### [WHAT YOU WILL DO]
Can you lay out the entries as a numbered list, starting at the line that contains "Please mark every instance of the lower" and ending at the last line of the entries, with blank lines left out?

### [ROWS]
********
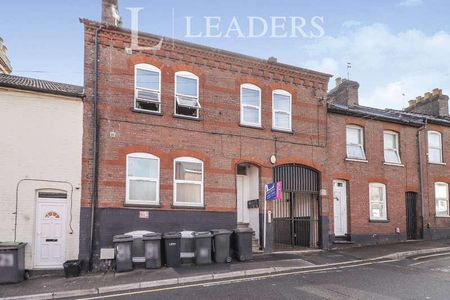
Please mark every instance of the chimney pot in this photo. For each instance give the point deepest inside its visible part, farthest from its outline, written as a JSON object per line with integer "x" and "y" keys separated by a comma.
{"x": 437, "y": 92}
{"x": 110, "y": 12}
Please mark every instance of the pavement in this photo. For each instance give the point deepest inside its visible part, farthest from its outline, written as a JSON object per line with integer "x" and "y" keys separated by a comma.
{"x": 53, "y": 286}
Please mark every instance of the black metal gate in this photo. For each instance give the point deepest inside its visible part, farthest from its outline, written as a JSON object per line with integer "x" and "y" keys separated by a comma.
{"x": 296, "y": 216}
{"x": 411, "y": 223}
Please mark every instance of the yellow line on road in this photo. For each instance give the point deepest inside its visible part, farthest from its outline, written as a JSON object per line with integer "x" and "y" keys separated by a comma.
{"x": 230, "y": 281}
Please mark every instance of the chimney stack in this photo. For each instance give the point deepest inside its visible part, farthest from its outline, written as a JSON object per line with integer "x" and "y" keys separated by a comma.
{"x": 433, "y": 103}
{"x": 5, "y": 64}
{"x": 110, "y": 13}
{"x": 345, "y": 92}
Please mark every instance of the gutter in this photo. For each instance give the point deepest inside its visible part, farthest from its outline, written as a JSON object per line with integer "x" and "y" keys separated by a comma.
{"x": 419, "y": 153}
{"x": 95, "y": 152}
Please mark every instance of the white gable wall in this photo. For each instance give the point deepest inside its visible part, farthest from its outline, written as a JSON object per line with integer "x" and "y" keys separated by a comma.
{"x": 41, "y": 139}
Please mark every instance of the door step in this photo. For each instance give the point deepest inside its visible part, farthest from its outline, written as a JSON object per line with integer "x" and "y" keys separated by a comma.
{"x": 255, "y": 246}
{"x": 243, "y": 225}
{"x": 342, "y": 242}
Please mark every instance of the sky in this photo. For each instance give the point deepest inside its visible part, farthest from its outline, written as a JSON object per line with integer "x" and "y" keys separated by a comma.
{"x": 398, "y": 49}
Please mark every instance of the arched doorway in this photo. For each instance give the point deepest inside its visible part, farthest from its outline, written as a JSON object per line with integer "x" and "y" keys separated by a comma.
{"x": 296, "y": 216}
{"x": 247, "y": 197}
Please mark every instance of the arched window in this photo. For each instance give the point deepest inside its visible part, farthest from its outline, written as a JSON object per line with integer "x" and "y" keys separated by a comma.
{"x": 142, "y": 186}
{"x": 250, "y": 105}
{"x": 377, "y": 202}
{"x": 147, "y": 88}
{"x": 281, "y": 110}
{"x": 441, "y": 197}
{"x": 355, "y": 142}
{"x": 187, "y": 102}
{"x": 435, "y": 147}
{"x": 391, "y": 147}
{"x": 188, "y": 181}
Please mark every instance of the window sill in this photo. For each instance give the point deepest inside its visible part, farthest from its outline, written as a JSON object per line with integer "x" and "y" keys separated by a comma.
{"x": 378, "y": 221}
{"x": 186, "y": 117}
{"x": 394, "y": 164}
{"x": 186, "y": 206}
{"x": 251, "y": 126}
{"x": 147, "y": 112}
{"x": 356, "y": 160}
{"x": 283, "y": 130}
{"x": 142, "y": 205}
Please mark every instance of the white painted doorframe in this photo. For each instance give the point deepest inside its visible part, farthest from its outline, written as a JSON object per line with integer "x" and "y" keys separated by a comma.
{"x": 50, "y": 233}
{"x": 340, "y": 207}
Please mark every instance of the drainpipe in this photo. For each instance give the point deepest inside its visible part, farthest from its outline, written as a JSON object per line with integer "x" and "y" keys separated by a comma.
{"x": 419, "y": 153}
{"x": 95, "y": 152}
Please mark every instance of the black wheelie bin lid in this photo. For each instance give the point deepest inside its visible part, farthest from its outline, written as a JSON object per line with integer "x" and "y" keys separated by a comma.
{"x": 172, "y": 235}
{"x": 151, "y": 236}
{"x": 122, "y": 238}
{"x": 220, "y": 231}
{"x": 202, "y": 234}
{"x": 243, "y": 230}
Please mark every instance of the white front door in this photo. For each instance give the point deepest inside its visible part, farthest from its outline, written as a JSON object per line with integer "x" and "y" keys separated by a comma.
{"x": 242, "y": 198}
{"x": 50, "y": 233}
{"x": 340, "y": 207}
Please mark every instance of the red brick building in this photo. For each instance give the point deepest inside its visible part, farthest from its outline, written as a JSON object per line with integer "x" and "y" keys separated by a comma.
{"x": 384, "y": 164}
{"x": 203, "y": 124}
{"x": 184, "y": 137}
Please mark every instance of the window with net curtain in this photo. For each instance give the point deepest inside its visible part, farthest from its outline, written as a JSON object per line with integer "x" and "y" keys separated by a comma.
{"x": 281, "y": 107}
{"x": 355, "y": 142}
{"x": 391, "y": 148}
{"x": 441, "y": 196}
{"x": 142, "y": 185}
{"x": 147, "y": 88}
{"x": 250, "y": 105}
{"x": 377, "y": 201}
{"x": 188, "y": 181}
{"x": 434, "y": 147}
{"x": 186, "y": 94}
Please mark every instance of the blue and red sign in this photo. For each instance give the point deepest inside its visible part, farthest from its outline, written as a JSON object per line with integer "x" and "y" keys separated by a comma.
{"x": 273, "y": 191}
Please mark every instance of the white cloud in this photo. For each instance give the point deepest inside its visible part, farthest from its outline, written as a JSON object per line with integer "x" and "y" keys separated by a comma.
{"x": 386, "y": 64}
{"x": 410, "y": 2}
{"x": 351, "y": 23}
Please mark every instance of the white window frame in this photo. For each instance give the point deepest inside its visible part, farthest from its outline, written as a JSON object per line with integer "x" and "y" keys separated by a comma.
{"x": 149, "y": 179}
{"x": 147, "y": 67}
{"x": 431, "y": 132}
{"x": 396, "y": 149}
{"x": 436, "y": 184}
{"x": 256, "y": 88}
{"x": 188, "y": 75}
{"x": 384, "y": 201}
{"x": 274, "y": 111}
{"x": 175, "y": 181}
{"x": 361, "y": 137}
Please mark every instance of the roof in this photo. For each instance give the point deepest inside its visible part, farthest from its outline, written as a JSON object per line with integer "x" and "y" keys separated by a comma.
{"x": 388, "y": 115}
{"x": 87, "y": 22}
{"x": 43, "y": 86}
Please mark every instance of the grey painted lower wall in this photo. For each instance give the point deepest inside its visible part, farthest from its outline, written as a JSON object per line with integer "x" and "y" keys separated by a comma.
{"x": 375, "y": 239}
{"x": 113, "y": 221}
{"x": 436, "y": 233}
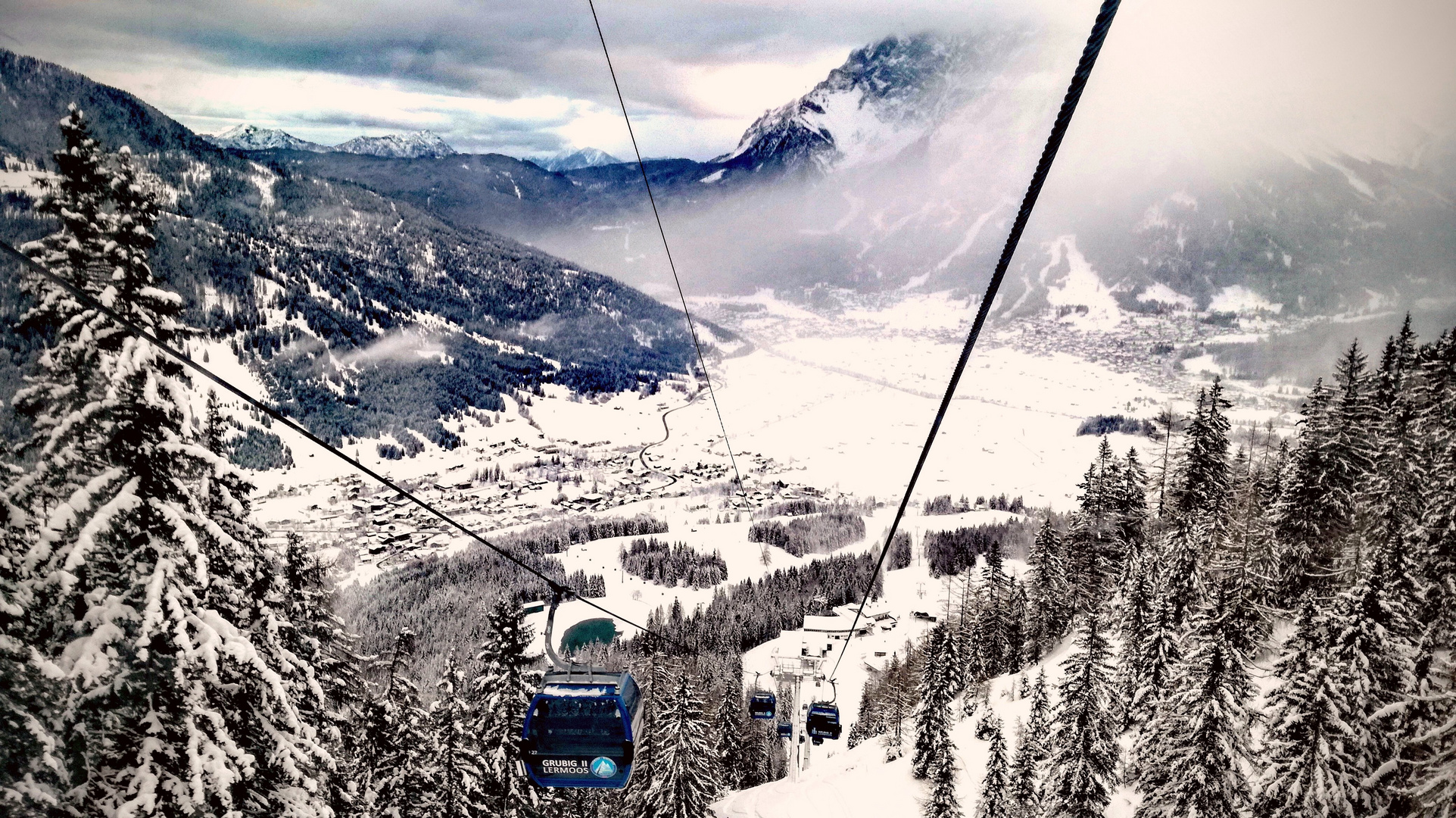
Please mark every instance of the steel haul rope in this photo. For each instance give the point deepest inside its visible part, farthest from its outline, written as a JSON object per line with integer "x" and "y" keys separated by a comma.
{"x": 140, "y": 333}
{"x": 1039, "y": 178}
{"x": 669, "y": 251}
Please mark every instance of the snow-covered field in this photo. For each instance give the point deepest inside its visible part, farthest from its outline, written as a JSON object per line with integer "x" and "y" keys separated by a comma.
{"x": 836, "y": 404}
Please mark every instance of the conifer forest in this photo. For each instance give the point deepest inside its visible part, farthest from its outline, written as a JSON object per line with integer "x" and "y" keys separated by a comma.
{"x": 1222, "y": 617}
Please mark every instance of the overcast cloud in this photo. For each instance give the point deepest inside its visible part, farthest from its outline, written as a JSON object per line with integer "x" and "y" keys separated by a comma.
{"x": 529, "y": 79}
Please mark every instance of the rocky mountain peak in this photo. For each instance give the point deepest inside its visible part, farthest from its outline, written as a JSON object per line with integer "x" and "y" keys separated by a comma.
{"x": 421, "y": 145}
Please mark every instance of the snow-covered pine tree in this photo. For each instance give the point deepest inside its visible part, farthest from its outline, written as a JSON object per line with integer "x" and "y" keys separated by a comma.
{"x": 1312, "y": 513}
{"x": 756, "y": 756}
{"x": 728, "y": 732}
{"x": 993, "y": 629}
{"x": 943, "y": 802}
{"x": 995, "y": 798}
{"x": 1024, "y": 778}
{"x": 1436, "y": 429}
{"x": 896, "y": 707}
{"x": 1158, "y": 664}
{"x": 1311, "y": 772}
{"x": 1194, "y": 757}
{"x": 1430, "y": 753}
{"x": 1130, "y": 507}
{"x": 457, "y": 762}
{"x": 401, "y": 769}
{"x": 328, "y": 666}
{"x": 932, "y": 740}
{"x": 1049, "y": 604}
{"x": 684, "y": 776}
{"x": 134, "y": 610}
{"x": 1083, "y": 738}
{"x": 500, "y": 696}
{"x": 30, "y": 766}
{"x": 1203, "y": 472}
{"x": 67, "y": 374}
{"x": 1375, "y": 654}
{"x": 1183, "y": 582}
{"x": 1136, "y": 609}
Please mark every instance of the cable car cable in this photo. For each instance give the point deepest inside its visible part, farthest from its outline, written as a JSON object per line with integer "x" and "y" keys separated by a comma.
{"x": 666, "y": 248}
{"x": 1039, "y": 178}
{"x": 132, "y": 326}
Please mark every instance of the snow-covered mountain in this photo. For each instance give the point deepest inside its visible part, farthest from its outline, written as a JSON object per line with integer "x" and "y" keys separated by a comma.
{"x": 421, "y": 145}
{"x": 883, "y": 99}
{"x": 577, "y": 159}
{"x": 252, "y": 137}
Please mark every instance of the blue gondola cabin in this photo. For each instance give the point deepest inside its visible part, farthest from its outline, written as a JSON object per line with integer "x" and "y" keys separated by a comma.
{"x": 762, "y": 705}
{"x": 581, "y": 728}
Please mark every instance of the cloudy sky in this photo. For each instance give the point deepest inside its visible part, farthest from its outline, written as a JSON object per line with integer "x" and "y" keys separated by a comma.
{"x": 529, "y": 79}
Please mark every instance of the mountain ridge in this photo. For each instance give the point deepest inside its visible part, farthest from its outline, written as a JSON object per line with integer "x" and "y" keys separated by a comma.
{"x": 298, "y": 273}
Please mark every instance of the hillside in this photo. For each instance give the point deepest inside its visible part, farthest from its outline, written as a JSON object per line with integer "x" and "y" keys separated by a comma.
{"x": 363, "y": 314}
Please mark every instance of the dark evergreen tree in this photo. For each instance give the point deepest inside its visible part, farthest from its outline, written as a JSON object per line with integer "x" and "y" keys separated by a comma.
{"x": 1309, "y": 740}
{"x": 1194, "y": 757}
{"x": 932, "y": 742}
{"x": 730, "y": 734}
{"x": 1083, "y": 738}
{"x": 1024, "y": 786}
{"x": 1203, "y": 472}
{"x": 995, "y": 798}
{"x": 1049, "y": 603}
{"x": 459, "y": 780}
{"x": 1375, "y": 657}
{"x": 500, "y": 696}
{"x": 1156, "y": 664}
{"x": 401, "y": 766}
{"x": 683, "y": 769}
{"x": 943, "y": 802}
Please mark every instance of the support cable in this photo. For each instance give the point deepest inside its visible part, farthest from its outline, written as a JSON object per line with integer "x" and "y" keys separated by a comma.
{"x": 91, "y": 301}
{"x": 692, "y": 331}
{"x": 1039, "y": 178}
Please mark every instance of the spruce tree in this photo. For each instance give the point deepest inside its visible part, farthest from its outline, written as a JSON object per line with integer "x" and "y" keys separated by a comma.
{"x": 1133, "y": 631}
{"x": 683, "y": 770}
{"x": 995, "y": 798}
{"x": 1049, "y": 603}
{"x": 178, "y": 695}
{"x": 1024, "y": 785}
{"x": 1312, "y": 516}
{"x": 1194, "y": 757}
{"x": 1203, "y": 473}
{"x": 896, "y": 709}
{"x": 457, "y": 763}
{"x": 1158, "y": 664}
{"x": 399, "y": 751}
{"x": 1083, "y": 740}
{"x": 1430, "y": 753}
{"x": 943, "y": 802}
{"x": 500, "y": 698}
{"x": 1311, "y": 772}
{"x": 1375, "y": 657}
{"x": 728, "y": 742}
{"x": 932, "y": 740}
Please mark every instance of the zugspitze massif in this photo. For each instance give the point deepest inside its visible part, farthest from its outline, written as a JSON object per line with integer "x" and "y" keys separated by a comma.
{"x": 705, "y": 411}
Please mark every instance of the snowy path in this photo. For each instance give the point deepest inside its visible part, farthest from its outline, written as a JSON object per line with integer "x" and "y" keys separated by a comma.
{"x": 667, "y": 432}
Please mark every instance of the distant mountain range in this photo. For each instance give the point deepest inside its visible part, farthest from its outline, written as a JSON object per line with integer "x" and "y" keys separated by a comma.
{"x": 577, "y": 159}
{"x": 421, "y": 145}
{"x": 903, "y": 167}
{"x": 299, "y": 273}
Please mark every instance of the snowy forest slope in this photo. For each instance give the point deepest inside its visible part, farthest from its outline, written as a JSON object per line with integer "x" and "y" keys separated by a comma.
{"x": 329, "y": 289}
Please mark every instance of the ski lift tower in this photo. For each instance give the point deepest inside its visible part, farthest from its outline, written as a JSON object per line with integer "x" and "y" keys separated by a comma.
{"x": 795, "y": 671}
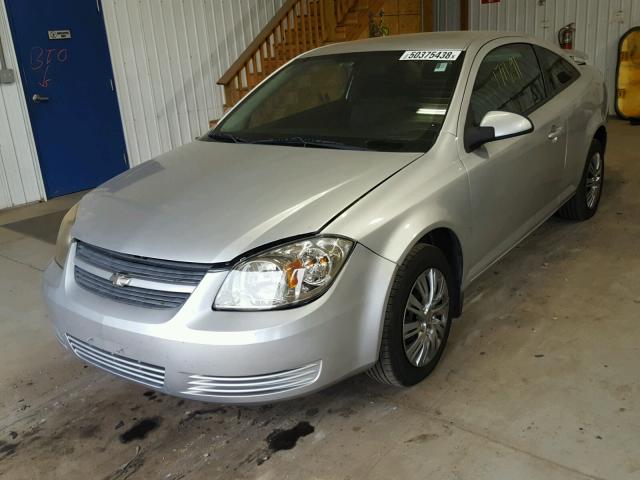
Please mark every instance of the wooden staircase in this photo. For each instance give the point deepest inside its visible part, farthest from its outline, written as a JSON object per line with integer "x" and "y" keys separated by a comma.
{"x": 298, "y": 26}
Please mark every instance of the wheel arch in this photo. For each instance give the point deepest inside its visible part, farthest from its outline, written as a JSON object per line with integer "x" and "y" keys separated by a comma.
{"x": 448, "y": 242}
{"x": 601, "y": 136}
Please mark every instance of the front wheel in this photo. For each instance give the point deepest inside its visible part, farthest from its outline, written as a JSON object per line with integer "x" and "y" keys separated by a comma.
{"x": 417, "y": 320}
{"x": 584, "y": 204}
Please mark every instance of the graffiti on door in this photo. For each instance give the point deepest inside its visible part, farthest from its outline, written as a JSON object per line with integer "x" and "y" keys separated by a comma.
{"x": 42, "y": 59}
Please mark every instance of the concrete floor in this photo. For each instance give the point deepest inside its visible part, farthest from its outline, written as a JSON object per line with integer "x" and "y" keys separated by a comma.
{"x": 540, "y": 379}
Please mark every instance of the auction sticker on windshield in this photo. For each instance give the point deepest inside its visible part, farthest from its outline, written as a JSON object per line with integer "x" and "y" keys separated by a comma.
{"x": 447, "y": 55}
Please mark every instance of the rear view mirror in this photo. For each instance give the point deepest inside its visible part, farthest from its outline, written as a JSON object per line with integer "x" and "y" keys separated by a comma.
{"x": 496, "y": 125}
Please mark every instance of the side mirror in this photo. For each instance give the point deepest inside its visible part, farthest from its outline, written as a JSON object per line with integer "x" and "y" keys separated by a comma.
{"x": 496, "y": 125}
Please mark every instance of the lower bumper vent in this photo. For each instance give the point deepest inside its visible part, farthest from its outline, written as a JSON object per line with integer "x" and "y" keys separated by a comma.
{"x": 269, "y": 384}
{"x": 140, "y": 372}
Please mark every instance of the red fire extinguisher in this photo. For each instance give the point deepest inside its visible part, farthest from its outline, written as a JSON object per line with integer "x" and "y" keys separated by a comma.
********
### [EXERCISE OUTPUT]
1. Please mark every instance of the lower bumper vent in this photo. For each instance give the point deepest inside its visible part, farthest from its outline, written as a JSON object per line with integer "x" and "y" keys separated by a comma.
2. {"x": 269, "y": 384}
3. {"x": 140, "y": 372}
4. Please mark every instance of the red fire extinguisher in this photo. For each instance give the point deepest inside its visible part, farthest from its outline, written as a JSON object per line with integer "x" and "y" keys separated by a comma.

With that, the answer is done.